ИСХОДНЫЙ ТЕКСТ:
----------------
Во время пребывания в камере (Освальд сидел в одиночной) осужденный должен был все время стоять по стойке смирно за исключением приема пищи и сна. Когда ему надо было в уборную, он должен был громко и неоднократно командным голосом выкрикивать свою просьбу, пока часовой не сочтет нужным открыть дверь. Позднее один из тех морпехов, кто тоже испытал судьбу Освальда, описывал тюрьму как «ад» даже в сравнении с тюрьмой «на гражданке».
Некоторые исследователи, сторонники конспиративных связей героя нашей книги с американскими спецслужбами, утверждают, что на самом деле Освальд вообще не сидел ни в какой тюрьме, а проходил спецобучение перед заброской в Советский Союз. Но фактов в поддержку этой версии нет (возможно, пока нет), хотя в целом она выглядит очень правдоподобной. Освальда в тюрьме видели (но далеко не каждый день), и покинул он ее 13 августа 1958 года.
----------------
ЗАПИСАННЫЕ ДАННЫЕ:

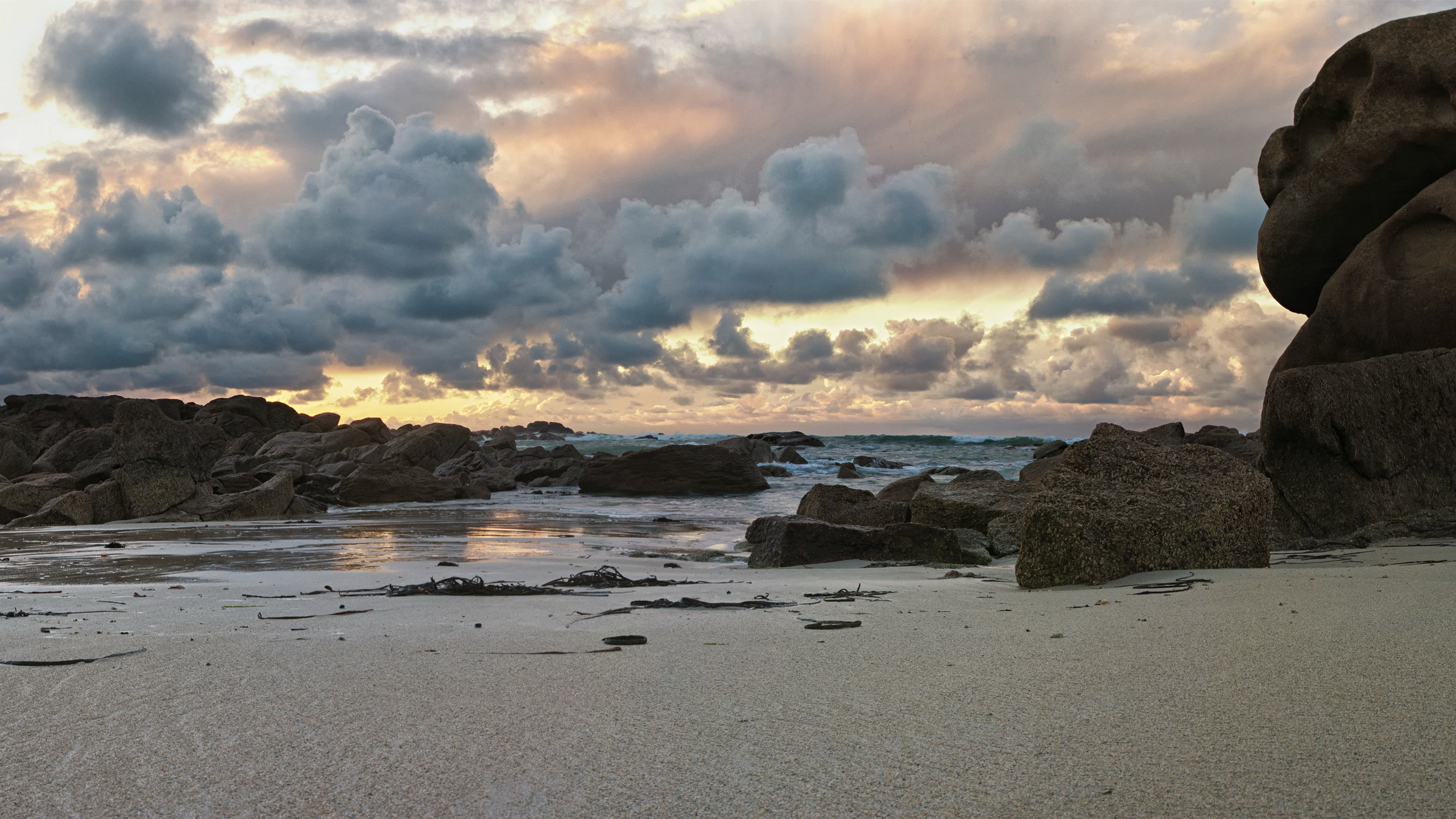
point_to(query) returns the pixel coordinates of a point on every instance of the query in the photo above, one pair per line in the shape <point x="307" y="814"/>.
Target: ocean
<point x="407" y="540"/>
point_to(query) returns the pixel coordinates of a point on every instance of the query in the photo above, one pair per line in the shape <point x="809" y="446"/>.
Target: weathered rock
----------------
ВОПРОСЫ ПО ТЕКСТУ:
- A) Почему, согласно тексту об Освальде, версию о том, что он проходил спецобучение вместо тюрьмы, нельзя считать подтвержденной? Ответьте в одном–трех предложениях.
- B) Выведите часть текста об Освальде: начните с места, где стоят слова «Некоторые исследователи, сторонники», и закончите после слов «августа 1958 года.».
Список здесь ни для чего не понадобится.

ОТВЕТЫ ПО ПОРЯДКУ:
- A) Фактов в поддержку этой версии нет, хотя в целом она выглядит очень правдоподобной. К тому же Освальда в тюрьме видели, пусть и далеко не каждый день.

- B)
Некоторые исследователи, сторонники конспиративных связей героя нашей книги с американскими спецслужбами, утверждают, что на самом деле Освальд вообще не сидел ни в какой тюрьме, а проходил спецобучение перед заброской в Советский Союз. Но фактов в поддержку этой версии нет (возможно, пока нет), хотя в целом она выглядит очень правдоподобной. Освальда в тюрьме видели (но далеко не каждый день), и покинул он ее 13 августа 1958 года.